■ Activity
Look through the records, and wherever the string "wooden" turns up, copy out that line.
::: Extracted data :::
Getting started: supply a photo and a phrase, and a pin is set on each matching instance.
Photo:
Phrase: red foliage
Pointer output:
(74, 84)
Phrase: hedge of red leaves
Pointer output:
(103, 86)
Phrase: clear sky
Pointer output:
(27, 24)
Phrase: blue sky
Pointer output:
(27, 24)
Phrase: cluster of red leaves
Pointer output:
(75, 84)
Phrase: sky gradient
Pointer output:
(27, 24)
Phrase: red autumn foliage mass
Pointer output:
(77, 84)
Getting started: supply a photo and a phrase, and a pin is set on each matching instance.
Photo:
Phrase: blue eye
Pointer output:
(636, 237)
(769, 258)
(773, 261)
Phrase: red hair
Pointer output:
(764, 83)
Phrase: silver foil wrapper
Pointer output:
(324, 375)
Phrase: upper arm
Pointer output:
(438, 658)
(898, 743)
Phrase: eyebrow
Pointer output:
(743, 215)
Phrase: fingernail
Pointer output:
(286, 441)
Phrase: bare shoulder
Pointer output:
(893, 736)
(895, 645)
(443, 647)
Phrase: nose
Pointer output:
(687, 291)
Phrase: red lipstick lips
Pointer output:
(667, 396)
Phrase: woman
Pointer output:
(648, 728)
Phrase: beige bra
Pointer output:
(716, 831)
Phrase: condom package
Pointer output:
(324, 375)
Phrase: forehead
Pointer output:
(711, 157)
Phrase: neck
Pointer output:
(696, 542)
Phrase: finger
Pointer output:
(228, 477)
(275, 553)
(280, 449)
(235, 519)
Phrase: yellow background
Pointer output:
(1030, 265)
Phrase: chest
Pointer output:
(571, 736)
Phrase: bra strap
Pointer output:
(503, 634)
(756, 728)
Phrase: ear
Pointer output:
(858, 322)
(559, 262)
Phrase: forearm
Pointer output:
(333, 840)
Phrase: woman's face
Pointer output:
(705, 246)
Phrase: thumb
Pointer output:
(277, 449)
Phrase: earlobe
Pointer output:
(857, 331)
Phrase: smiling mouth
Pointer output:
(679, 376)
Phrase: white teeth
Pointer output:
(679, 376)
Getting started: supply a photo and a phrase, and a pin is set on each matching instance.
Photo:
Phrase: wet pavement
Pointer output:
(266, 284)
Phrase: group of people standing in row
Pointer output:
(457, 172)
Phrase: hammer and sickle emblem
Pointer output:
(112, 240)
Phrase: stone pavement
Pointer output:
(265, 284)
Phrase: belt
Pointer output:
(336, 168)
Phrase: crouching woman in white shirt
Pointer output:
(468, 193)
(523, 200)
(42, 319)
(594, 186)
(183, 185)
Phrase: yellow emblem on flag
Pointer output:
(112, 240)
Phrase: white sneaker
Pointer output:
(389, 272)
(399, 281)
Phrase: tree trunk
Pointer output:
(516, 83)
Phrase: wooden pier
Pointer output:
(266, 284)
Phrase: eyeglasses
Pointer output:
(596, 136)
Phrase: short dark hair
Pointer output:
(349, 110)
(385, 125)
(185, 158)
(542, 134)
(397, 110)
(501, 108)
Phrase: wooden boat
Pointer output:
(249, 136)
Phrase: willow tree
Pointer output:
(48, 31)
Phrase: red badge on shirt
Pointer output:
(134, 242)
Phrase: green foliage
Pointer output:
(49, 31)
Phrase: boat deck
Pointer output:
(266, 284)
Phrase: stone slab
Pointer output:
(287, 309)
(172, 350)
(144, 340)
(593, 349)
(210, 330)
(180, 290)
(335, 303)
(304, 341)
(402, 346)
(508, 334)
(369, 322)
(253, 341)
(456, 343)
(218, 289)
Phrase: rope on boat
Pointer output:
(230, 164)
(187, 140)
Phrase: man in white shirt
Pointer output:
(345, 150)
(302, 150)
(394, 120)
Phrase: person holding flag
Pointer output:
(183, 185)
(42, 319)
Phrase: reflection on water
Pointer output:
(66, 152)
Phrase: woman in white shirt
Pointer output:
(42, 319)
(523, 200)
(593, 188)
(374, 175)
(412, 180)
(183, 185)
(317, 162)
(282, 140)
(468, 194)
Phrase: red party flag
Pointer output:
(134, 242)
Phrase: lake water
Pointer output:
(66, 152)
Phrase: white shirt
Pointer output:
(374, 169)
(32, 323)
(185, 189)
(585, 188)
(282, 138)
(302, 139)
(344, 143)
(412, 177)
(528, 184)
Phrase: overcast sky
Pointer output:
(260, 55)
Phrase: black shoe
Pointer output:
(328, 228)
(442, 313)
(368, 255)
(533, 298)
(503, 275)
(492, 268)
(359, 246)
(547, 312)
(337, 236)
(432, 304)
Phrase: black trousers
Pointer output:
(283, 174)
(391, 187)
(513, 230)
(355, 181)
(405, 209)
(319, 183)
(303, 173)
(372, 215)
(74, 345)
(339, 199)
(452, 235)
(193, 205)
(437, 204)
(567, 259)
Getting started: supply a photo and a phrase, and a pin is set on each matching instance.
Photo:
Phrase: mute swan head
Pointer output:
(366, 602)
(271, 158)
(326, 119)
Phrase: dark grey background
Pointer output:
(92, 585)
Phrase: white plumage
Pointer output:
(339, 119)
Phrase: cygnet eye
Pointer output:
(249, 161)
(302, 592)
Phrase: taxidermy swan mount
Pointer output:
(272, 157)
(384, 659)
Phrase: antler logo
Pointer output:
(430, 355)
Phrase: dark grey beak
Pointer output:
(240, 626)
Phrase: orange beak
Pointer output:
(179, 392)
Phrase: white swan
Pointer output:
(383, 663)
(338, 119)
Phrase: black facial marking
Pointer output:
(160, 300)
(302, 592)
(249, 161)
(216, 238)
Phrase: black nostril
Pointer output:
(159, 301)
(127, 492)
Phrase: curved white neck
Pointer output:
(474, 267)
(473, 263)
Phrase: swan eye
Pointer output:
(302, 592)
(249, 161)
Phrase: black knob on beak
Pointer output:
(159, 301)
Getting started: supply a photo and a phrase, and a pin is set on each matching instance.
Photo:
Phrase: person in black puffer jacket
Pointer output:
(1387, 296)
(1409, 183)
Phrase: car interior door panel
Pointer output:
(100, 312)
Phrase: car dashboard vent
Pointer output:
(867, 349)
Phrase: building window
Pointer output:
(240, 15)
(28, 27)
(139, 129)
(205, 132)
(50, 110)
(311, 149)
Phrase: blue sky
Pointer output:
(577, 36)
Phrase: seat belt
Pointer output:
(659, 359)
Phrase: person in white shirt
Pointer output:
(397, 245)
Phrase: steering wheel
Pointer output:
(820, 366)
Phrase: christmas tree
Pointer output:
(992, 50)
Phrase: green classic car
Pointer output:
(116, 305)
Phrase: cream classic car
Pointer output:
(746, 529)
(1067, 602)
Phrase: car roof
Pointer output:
:::
■ Answer below
Phrase: wooden pier
Phrase: wooden boat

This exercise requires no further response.